Task directions
Copy every line of the listing that holds the string "part".

Records
______

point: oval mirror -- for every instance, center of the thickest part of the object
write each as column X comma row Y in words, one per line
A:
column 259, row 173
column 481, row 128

______

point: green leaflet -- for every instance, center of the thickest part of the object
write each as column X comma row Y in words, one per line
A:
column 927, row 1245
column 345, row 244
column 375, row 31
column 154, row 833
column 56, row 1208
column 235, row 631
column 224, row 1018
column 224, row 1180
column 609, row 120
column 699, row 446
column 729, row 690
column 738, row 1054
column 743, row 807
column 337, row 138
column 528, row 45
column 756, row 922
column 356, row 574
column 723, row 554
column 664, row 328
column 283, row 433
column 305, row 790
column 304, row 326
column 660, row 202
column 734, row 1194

______

Solution to this problem
point: oval mirror -- for every instance, center of the thickest part of the object
point: green leaflet -- for every instance, center of the thickest part of the object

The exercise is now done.